** Text for analysis **
SNA (Tokyo) — The list of moral and political reasons why Rahm Emanuel should not be appointed ambassador to Japan is not short, but at the very top of the list is that serving in Tokyo could offer him an excellent opportunity to rehabilitate his reputation, ensuring that this bad actor will return to more influential offices in the future.

US Congresswoman Alexandria Ocasio-Cortez put the moral case as well as anyone in a tweet last November, when it was first being floated that Emanuel was being considered for a post in the Biden administration. She wrote, “Rahm Emanuel helped cover up the murder of Laquan McDonald. Covering up a murder is disqualifying for public leadership.”

There is considerable evidence that as mayor of Chicago, Emanuel covered up evidence of the police murder of a black teenager. It is widely believed that he was desperate to make sure that the full facts would not come out until after he had secured victory in his 2015 reelection effort.

On policy issues, Emanuel has spent decades trying to push the US Democratic Party as far to the political right as he could. This has included consistent support for the corporate sector, international trade deals, and the rightwing government of Israel.

As White House Chief of Staff at the beginning of the Obama administration, Emanuel tried to head off any major reform of the healthcare system, but was overruled by the president. Even still, he succeeded in convincing the president to scale back the scope of ObamaCare, for example by eliminating any “public option” that might compete with private sector insurance plans.

In one notorious incident in 2009, Emanuel became angry while meeting with progressives who wanted to run television ads against some conservative Democratic lawmakers who were opposing healthcare reform. He screamed at them that they were “fucking retarded.” When this was later revealed by the Wall Street Journal, Emanuel apologized–but only to the head of the Special Olympics, not to the progressives he yelled at.

Emanuel took all of these attitudes into his job as mayor of Chicago, where he consistently lined up on the side of the establishment, the wealthy, and the police. Not for nothing the 2014 book which describes his rise to power in Chicago is titled Mayor 1%.

Today, Emanuel is one of the most hated figures in US politics. His bare-knuckled Democratic Party partisanship makes him hated on the right. His constant stumping for corporate power and his utter lack of sympathy for the poor or weak makes him hated by the left. His attachment to f-bombs and crude language makes even the “civility”-obsessed center somewhat wary about him. Having decided not to try to run for a third term as Chicago mayor (he might have gone on to a humiliating defeat), his once high-flying career is now at its lowest ebb.

But he does have one last hand left to play–he can cash in all those political chits that he has collected over the years to get an appointment from President Joe Biden, his old White House colleague from the early Obama years. Emanuel has committed many crimes over the course of his career, but for the most part these were crimes done on behalf of the rich and powerful. Some of them may wish to demonstrate to up-and-coming politicians that the establishment will always protect its own.

Since his ambition to become US Secretary of Transportation was regarded as being too hot to handle by the Biden team, the consolation prize is that he is reportedly in line to receive is ambassador to Japan.

The only group that sees this appointment as a positive is the so-called US-Japan Alliance Manager community. For them, political cronyism has long been seen as a major asset; the way of doing business in Tokyo. It’s long been conventional wisdom among this group to regard any ambassador who has personal links with the US president as being exactly what “Japan” wants and needs. The fact that Emanuel believes in their same corporate elite 1%-ism is an added bonus.

For Emanuel himself, the attraction to the post in Tokyo is obvious–it would rescue him from the political wilderness that he is currently facing (and richly deserves) in an era in which progressive politics has become considerably stronger. If he could spend a few years in Tokyo without causing a major controversy, then he may gain a new reputation as a “statesman” and a figure who possesses credibility upon the international stage. It could easily become a springboard for his future return to the heart of US politics, once again aggressively spreading his gospel of pro-corporation thought.

Progressives in Japan need to make it clear that a posting in Tokyo should not become the opportunity for reputation laundering by a failed politician who has abetted murder and led our world deeper into the crisis that we are all now facing.

** Work instruction a **
According to the article, what is the title of the 2014 book about Rahm Emanuel's rise to power in Chicago?
The article above has no connection to the records that follow.

** Records supplied **
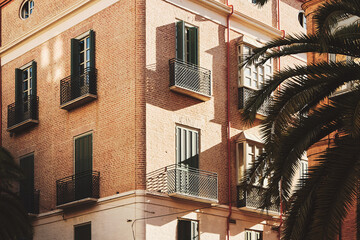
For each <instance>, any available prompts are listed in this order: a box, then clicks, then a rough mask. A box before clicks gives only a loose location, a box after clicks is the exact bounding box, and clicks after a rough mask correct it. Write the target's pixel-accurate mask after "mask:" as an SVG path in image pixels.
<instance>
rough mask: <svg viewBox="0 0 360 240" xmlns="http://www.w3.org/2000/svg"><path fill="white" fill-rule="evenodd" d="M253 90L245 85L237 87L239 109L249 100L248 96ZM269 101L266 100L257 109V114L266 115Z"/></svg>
mask: <svg viewBox="0 0 360 240" xmlns="http://www.w3.org/2000/svg"><path fill="white" fill-rule="evenodd" d="M254 92H255V90H253V89H250V88H247V87H240V88H238V98H239V102H238V105H239V109H244V107H245V104H246V103H247V101H248V100H249V98H250V96H251V95H252V94H253V93H254ZM269 104H270V102H269V101H266V102H265V103H264V104H263V105H262V106H261V108H260V109H259V110H258V111H257V113H258V114H260V115H263V116H267V108H268V107H269Z"/></svg>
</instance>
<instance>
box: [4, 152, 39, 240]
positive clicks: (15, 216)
mask: <svg viewBox="0 0 360 240" xmlns="http://www.w3.org/2000/svg"><path fill="white" fill-rule="evenodd" d="M21 178H22V171H21V169H20V168H19V166H18V165H17V164H16V163H15V161H14V158H13V157H12V156H11V154H10V153H9V152H8V151H7V150H5V149H4V148H0V239H7V240H13V239H14V240H19V239H26V238H30V237H31V236H32V227H31V224H30V220H29V217H28V214H27V212H26V211H25V209H24V207H23V205H22V203H21V201H20V199H19V197H18V196H17V194H15V193H14V186H13V185H14V183H15V182H16V181H19V180H20V179H21Z"/></svg>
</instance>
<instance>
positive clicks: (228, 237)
mask: <svg viewBox="0 0 360 240" xmlns="http://www.w3.org/2000/svg"><path fill="white" fill-rule="evenodd" d="M226 5H227V6H228V7H230V8H231V12H230V13H229V14H228V16H227V26H226V27H227V43H226V48H227V54H226V58H227V67H226V68H227V147H228V149H227V151H228V154H227V155H228V199H229V215H228V217H227V222H226V235H227V240H230V218H231V213H232V201H231V198H232V197H231V195H232V194H231V140H230V139H231V135H230V17H231V15H233V13H234V6H233V5H229V1H228V0H226Z"/></svg>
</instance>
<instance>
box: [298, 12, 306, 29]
mask: <svg viewBox="0 0 360 240" xmlns="http://www.w3.org/2000/svg"><path fill="white" fill-rule="evenodd" d="M298 20H299V23H300V25H301V26H302V27H303V28H304V29H306V16H305V12H304V11H300V12H299V14H298Z"/></svg>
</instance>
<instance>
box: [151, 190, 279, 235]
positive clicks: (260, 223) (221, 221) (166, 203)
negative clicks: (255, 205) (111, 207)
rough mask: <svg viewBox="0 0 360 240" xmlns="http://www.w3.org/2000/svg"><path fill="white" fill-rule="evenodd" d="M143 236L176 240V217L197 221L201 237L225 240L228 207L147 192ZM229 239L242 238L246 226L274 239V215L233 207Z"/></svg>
mask: <svg viewBox="0 0 360 240" xmlns="http://www.w3.org/2000/svg"><path fill="white" fill-rule="evenodd" d="M146 199H147V205H146V214H145V216H146V217H147V218H148V219H147V220H146V239H163V240H174V239H177V238H176V237H177V223H178V219H189V220H197V221H199V236H200V239H201V240H224V239H226V222H227V216H228V214H229V213H228V209H227V207H226V206H224V205H219V206H211V205H206V204H201V203H196V202H191V201H184V200H179V199H170V198H169V197H157V196H152V195H147V198H146ZM231 218H232V219H233V220H235V221H236V223H232V224H230V239H231V240H244V239H245V229H251V230H258V231H263V239H268V240H275V239H278V238H277V231H274V230H272V229H271V227H273V226H276V225H278V224H279V222H278V220H279V219H278V216H277V215H266V214H265V213H261V211H256V210H251V209H236V208H234V209H233V212H232V215H231Z"/></svg>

** Work instruction b **
Print the lines of the records from the start of the records through the line containing "90L245 85L237 87L239", both included, and leave the pictures out of your answer.

** Exercise output a **
Mayor 1%

** Exercise output b **
For each <instance>, any available prompts are listed in this order: a box, then clicks, then a rough mask. A box before clicks gives only a loose location, a box after clicks is the exact bounding box, and clicks after a rough mask correct it. Write the target's pixel-accurate mask after "mask:" as an SVG path in image pixels.
<instance>
rough mask: <svg viewBox="0 0 360 240" xmlns="http://www.w3.org/2000/svg"><path fill="white" fill-rule="evenodd" d="M253 90L245 85L237 87L239 109L249 100L248 96ZM269 101L266 100L257 109V114L266 115Z"/></svg>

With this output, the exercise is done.